# A Hail Mary! T/S Parameters or other information on (old school) Soundstream SS 6.1 Reference 6.5" woofers?



## qObsession (10 mo ago)

Hi, all!
I realize this is a long shot, but might anyone have any information (complete T/S parameters ideal!) on these drivers (pictured). I bought these in 1996 (wow... been a while!). I've brought them out of storage and am putting them in a new install (considering making mid-bass enclosures). I've scoured the internet and NOTHING. I even contacted Soundstream and couldn't get an answer.

So... hoping that the stars align and there's an old-school car audio Soundstream aficionado who might have a clue!

Thanks in advance for your help!


----------



## Grinder (Dec 18, 2016)

As a last resort, perhaps you can borrow or buy a DATS: Home


----------



## Guy (Feb 16, 2006)

Hi there. Yes, probably. I'll look through my info tomorrow.


----------



## qObsession (10 mo ago)

Grinder said:


> As a last resort, perhaps you can borrow or buy a DATS: Home


Thanks, Guy... very much appreciated!!


----------



## qObsession (10 mo ago)

Grinder said:


> As a last resort, perhaps you can borrow or buy a DATS: Home


Yeah, that's a great product from Dayton, and I've considered it. I was trying to save a few bucks, particularly given that I'll probably only use it once! Thanks for the suggestion, Grinder!


----------



## KillerBox (Jan 7, 2011)

I have some old Soundstream information on my computer at work. I think it is mostly on the info for sub enclosures but, maybe it has those speakers.

Remind me tomorrow & I will look for you.


----------



## Guy (Feb 16, 2006)

I found the Older Soundstream binders but the speaker info only covers SS8 on up.

### Short task 1
Reproduce each line of the records below exactly as it stands, from the first line to the last.

### Exercise material
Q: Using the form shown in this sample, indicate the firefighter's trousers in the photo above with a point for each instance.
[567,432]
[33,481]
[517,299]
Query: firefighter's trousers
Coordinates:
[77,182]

### Short task 2
According to the forum thread, in what year were the Soundstream woofers bought?

### Exercise response 1
Q: Using the form shown in this sample, indicate the firefighter's trousers in the photo above with a point for each instance.
[567,432]
[33,481]
[517,299]
Query: firefighter's trousers
Coordinates:
[77,182]

### Exercise response 2
1996